* TEXTAUSZUG *
========================================================================
# FH 7 als AI speichern



## I-Face (27. Mai 2003)

Hi,

ich suche ein Tool/Skipt um Freehand-Datein im AI-Format zuspeichern ähnlich der Stapelverarbeitung in Photoshop. Knapp 3000 FH7-Datein von Hand zu öffnen und wieder zu speichern ist mir etwas zu umständlich 

Jemand ne Idee?


----------



## Thomas Lindner (27. Mai 2003)

Erm, ja...

Momentan sehe ich nur die Möglichkeit die Import Funktion, bzw. "Datei öffnen" von AI in Betracht, den Ilustrator öffnet ja Freehand 7 Dateien...


----------



## I-Face (28. Mai 2003)

hmm nö, nee?
das ist eigentlich der Weg den ich vermeiden wollte. Oder ich stelle nen paar ABM-Kräfte ein, aber ich glaub, die würden nach einem Tag eh die Kriese kriegen... übel, übel


----------



## swampdragon (30. Mai 2003)

*mal nur so eine Idee*

Bei Massenverarbeitung verwenden wir in meiner Firma zum Teil ein Programm das heißt MacroX.

Das Programm kostet 20 Euro und simuliert Mausklicks und Tastenkombinationen (....und für Fortgeschrittene einiges mehr)unter Windows.

Du machst es ihm vor und er führt es sooft aus wie Du vorgibst oder bis ein Fehler auftritt.

Anstatt igentwelche ABM´ler in den Wahnsinn zu treiben läßt Du einfach den Comuter eine Nacht lang laufen.

Braucht sicherlich ein paar Stunden Einarbeitungszeit, die Befehlspalette ist aber recht einfach und schnell zu begreifen.

Du kannst auch von einem Programm in ein Anderes schalten, also simultan zwei Programme mit einem Makro ansteuern.

Damit haben wir schon Probleme gelöst die uns sonst Wochen an stupider Arbeitszeit gekostet hätten.

Setzt allerdings Windows voraus.


----------
========================================================================
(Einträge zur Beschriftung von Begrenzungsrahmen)
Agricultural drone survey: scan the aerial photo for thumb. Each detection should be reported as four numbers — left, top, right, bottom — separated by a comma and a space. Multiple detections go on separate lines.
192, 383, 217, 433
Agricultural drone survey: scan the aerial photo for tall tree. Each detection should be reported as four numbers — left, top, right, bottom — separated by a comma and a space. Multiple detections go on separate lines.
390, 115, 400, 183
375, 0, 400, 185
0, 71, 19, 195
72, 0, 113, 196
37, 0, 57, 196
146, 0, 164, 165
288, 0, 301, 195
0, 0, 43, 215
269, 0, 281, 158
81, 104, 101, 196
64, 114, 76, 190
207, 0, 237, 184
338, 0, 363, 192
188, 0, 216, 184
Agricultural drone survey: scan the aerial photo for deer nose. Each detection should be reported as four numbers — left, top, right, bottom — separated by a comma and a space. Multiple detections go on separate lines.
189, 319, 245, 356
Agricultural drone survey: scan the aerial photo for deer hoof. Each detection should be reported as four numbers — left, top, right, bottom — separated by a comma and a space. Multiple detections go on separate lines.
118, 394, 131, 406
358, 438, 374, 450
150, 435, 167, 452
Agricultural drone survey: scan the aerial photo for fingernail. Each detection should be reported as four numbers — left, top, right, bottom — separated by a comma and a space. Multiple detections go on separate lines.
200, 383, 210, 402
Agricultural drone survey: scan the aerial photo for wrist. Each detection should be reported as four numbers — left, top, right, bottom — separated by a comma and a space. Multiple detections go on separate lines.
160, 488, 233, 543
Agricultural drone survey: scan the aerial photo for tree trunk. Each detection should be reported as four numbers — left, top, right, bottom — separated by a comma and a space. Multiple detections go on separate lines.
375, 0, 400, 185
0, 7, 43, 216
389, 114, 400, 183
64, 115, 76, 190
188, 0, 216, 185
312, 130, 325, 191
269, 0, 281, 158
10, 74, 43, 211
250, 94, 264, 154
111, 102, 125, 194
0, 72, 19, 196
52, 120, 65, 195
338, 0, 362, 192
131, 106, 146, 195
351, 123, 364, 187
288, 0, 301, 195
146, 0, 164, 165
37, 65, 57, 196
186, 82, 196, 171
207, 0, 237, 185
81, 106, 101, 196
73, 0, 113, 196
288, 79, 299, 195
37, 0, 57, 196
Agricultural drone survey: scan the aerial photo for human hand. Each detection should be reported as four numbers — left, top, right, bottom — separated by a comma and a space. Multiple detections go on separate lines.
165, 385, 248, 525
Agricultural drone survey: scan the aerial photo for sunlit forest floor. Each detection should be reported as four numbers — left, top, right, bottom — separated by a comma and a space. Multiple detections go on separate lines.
========================================================================
* AUFGABEN *
a - Beantworten Sie anhand des Forenthreads über FH 7 als AI diese Fragen, je eine Antwort pro Zeile:
(i) Wie viele FH7-Dateien sollen ungefähr umgewandelt werden?
(ii) Wie viel kostet das Programm MacroX?
(iii) Welches Betriebssystem setzt MacroX voraus?
b - Nennen Sie alle Namen, unter denen im Forenthread Beiträge geschrieben wurden.
c - Zitieren Sie aus dem Forenthread den Abschnitt, der bei den Worten „ich suche ein“ beginnt, und hören Sie nach „Freehand 7 Dateien...“ auf.

* LÖSUNGEN *
a -
(i) Knapp 3000
(ii) 20 Euro
(iii) Windows

b - I-Face, Thomas Lindner, swampdragon

c -
ich suche ein Tool/Skipt um Freehand-Datein im AI-Format zuspeichern ähnlich der Stapelverarbeitung in Photoshop. Knapp 3000 FH7-Datein von Hand zu öffnen und wieder zu speichern ist mir etwas zu umständlich 

Jemand ne Idee?


----------



## Thomas Lindner (27. Mai 2003)

Erm, ja...

Momentan sehe ich nur die Möglichkeit die Import Funktion, bzw. "Datei öffnen" von AI in Betracht, den Ilustrator öffnet ja Freehand 7 Dateien...